▶ **Requirement 1**:
In the blog post, which wireless company does the writer say is opening its network?

▶ **Text**:
Thursday, December 06, 2007

I know that I just pointed out the obvious when I made the predictions in my last blog, but it is cool to see some of this stuff happen.

Here are a series of articles pertaining to Verizon Wireless network, Google Android, and the 700MHz Spectrum auction.

Verizon Wireless announces that they are opening their network.

Verizon Wireless Embraces Android

Google Confirms they are bidding on the 700MHz Spectrum.

A look at what Google phones are going to look like.

There is another article somewhere, maybe one of the above that says that Google has a working version of Android on a 700MHz broadband device. I know a lot of people (at least in the tech boards that I read) think that Verizon is a horrible company and that this is just one of their evil ploys. I guess I have had so much trouble with AT&T and Comcast that I don't think as badly of Verizon. I am really glad that they did this. AT&T cannot continue their exclusivity deal with Apple. I hope that Verizon learns that they can get a lot more customers by being open, but in the end it is a business and that's a hard road to walk.

Well, that is about all for this post. Noelle and I are going on a cruise in a week for our 5th Anniversary. It is unreal to think that we are going on the cruise and that we have been married for 5 years. As I tell Noelle, I hope God gives us 50 more years of marriage.
Elephant Juice!!!!

Wednesday, November 14, 2007

As you can see from the previous blog IM/micro blogging is just not for me. I make way to many grammatical errors as it is let alone trying to fix them in an IM window.

▶ **Data for this exercise**:

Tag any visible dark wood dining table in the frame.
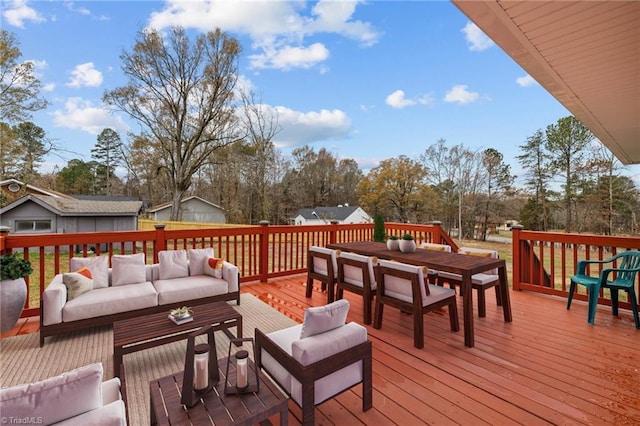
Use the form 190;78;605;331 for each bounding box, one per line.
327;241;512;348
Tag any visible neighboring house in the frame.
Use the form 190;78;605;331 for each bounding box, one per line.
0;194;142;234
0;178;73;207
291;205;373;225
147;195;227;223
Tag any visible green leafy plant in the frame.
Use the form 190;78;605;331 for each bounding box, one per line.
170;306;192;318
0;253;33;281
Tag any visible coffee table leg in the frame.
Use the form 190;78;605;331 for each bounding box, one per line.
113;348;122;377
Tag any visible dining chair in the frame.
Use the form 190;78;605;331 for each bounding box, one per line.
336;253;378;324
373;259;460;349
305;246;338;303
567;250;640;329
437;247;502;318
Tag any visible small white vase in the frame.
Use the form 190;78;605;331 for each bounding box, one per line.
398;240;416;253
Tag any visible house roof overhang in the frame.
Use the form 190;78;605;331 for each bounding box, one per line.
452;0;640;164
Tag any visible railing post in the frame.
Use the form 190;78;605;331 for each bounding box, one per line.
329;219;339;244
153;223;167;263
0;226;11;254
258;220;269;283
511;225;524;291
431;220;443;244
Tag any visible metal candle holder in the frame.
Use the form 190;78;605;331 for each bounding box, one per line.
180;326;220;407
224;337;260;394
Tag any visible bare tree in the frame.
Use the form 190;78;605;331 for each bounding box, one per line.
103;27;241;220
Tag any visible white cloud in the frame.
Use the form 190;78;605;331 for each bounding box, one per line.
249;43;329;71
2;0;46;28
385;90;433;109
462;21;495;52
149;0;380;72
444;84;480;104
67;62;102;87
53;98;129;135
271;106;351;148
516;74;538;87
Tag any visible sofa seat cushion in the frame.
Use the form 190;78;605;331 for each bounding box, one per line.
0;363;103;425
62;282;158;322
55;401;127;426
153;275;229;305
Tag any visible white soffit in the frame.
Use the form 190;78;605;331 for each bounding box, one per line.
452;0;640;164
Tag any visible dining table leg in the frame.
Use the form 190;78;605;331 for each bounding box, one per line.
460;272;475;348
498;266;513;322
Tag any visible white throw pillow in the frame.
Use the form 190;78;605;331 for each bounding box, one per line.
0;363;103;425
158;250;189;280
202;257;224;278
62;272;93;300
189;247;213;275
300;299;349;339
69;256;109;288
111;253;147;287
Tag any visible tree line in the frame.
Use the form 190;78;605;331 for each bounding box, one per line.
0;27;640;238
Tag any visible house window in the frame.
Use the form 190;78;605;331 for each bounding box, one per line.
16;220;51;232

---

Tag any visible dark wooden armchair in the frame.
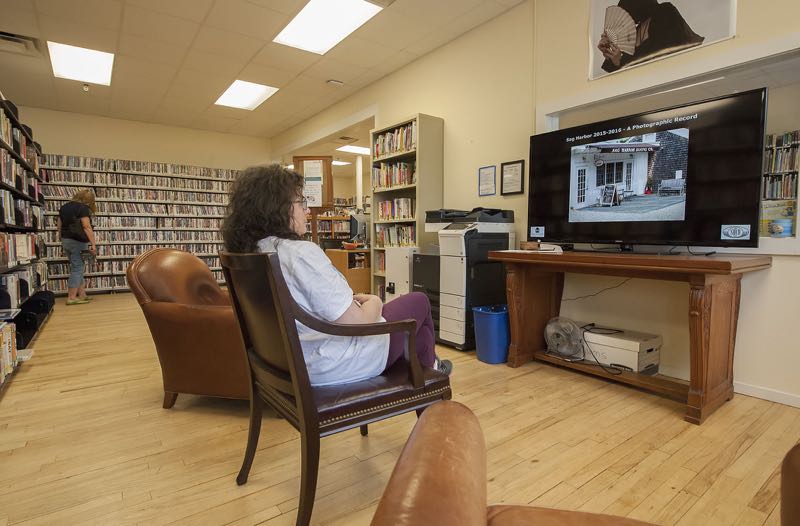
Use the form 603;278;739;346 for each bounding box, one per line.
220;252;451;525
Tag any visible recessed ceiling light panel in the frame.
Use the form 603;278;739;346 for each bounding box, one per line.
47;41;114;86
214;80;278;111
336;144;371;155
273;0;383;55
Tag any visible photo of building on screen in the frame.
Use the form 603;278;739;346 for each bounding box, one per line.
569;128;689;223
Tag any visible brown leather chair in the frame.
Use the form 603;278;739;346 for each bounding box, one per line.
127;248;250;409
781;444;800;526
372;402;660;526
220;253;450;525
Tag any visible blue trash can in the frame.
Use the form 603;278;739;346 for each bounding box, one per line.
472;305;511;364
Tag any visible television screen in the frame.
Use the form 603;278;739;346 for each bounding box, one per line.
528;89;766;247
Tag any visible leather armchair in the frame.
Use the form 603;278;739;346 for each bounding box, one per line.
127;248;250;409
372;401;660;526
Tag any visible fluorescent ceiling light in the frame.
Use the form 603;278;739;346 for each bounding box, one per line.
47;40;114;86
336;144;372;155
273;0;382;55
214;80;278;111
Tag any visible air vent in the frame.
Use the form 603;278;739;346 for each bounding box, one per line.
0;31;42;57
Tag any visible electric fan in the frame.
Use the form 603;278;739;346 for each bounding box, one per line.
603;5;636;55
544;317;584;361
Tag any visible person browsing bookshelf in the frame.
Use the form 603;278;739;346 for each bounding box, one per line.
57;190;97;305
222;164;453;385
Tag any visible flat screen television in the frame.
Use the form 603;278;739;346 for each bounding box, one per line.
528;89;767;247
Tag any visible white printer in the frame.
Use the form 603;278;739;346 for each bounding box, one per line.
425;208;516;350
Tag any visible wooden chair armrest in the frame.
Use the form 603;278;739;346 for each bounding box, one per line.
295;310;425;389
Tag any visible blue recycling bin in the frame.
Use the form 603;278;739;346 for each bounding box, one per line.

* * *

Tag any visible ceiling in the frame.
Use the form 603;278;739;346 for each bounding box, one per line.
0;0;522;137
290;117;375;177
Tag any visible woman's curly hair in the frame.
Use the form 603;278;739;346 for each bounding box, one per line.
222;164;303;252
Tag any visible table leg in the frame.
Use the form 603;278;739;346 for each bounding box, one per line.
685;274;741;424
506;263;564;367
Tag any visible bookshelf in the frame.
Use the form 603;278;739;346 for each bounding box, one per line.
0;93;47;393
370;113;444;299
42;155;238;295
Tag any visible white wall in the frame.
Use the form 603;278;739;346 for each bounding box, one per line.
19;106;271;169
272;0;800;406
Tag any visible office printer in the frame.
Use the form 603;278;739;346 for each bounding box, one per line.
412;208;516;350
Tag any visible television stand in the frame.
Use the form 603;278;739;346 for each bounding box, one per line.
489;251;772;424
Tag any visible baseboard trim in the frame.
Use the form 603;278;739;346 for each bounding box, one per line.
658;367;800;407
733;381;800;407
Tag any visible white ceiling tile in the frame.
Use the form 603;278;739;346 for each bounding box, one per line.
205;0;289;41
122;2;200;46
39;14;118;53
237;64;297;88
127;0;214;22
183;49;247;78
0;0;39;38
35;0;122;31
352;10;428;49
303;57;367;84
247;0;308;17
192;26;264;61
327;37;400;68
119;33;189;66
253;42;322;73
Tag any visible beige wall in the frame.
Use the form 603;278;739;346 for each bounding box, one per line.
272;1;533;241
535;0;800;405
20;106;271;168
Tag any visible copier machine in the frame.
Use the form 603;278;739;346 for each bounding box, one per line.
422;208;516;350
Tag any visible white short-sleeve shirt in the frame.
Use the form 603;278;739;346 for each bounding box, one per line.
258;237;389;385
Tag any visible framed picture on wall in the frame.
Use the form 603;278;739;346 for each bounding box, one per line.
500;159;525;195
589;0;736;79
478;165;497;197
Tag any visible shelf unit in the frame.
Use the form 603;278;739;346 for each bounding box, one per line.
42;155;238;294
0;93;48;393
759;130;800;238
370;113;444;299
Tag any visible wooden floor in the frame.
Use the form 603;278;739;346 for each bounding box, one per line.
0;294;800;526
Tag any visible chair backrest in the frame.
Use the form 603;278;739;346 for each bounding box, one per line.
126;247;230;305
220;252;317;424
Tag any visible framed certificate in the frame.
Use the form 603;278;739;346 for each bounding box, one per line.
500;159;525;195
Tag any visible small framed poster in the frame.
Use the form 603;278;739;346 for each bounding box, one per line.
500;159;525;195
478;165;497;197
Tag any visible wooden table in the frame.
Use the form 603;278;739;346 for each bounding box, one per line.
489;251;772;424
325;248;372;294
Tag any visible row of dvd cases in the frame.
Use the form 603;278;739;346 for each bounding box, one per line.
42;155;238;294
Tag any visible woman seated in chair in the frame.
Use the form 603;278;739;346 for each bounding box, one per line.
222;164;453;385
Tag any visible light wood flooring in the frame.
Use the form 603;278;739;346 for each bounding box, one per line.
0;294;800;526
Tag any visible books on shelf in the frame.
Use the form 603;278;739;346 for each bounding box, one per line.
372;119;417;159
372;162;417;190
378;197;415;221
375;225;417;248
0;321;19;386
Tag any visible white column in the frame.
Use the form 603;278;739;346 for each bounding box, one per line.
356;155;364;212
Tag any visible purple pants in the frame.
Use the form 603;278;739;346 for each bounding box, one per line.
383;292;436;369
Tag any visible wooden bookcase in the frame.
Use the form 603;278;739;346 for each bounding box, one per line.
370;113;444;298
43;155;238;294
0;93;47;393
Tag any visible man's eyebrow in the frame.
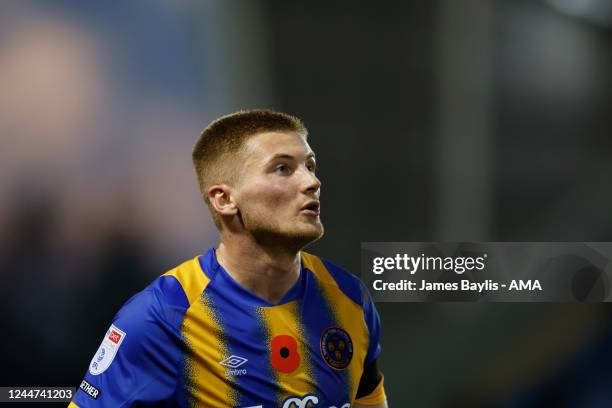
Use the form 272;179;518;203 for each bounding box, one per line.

▶ **Requirement 2**:
Rewrite the records, from the line containing "Tag any visible books on shelf in the frame." down to the line containing "Use the form 272;179;518;203", as a JSON list of strings with one string per line. Leave out blank lines and the pictures.

▶ **Written solution 1**:
Verizon Wireless

▶ **Written solution 2**:
[
  "Tag any visible books on shelf in the frame.",
  "Use the form 603;278;739;346 for each bounding box, one per line.",
  "372;119;417;159",
  "372;162;417;190",
  "378;197;415;221",
  "375;225;417;248",
  "0;321;19;386",
  "Tag any visible white column in the frame.",
  "Use the form 603;278;739;346 for each bounding box, one per line.",
  "356;155;364;212",
  "Tag any visible purple pants in the frame.",
  "Use the form 603;278;739;346 for each bounding box, one per line.",
  "383;292;436;369",
  "Tag any visible wooden bookcase in the frame.",
  "Use the form 603;278;739;346 for each bounding box, one per line.",
  "370;113;444;298",
  "43;155;238;294",
  "0;93;47;393",
  "Tag any visible man's eyebrow in the frame.",
  "Use the form 272;179;518;203 for each bounding box, one per line."
]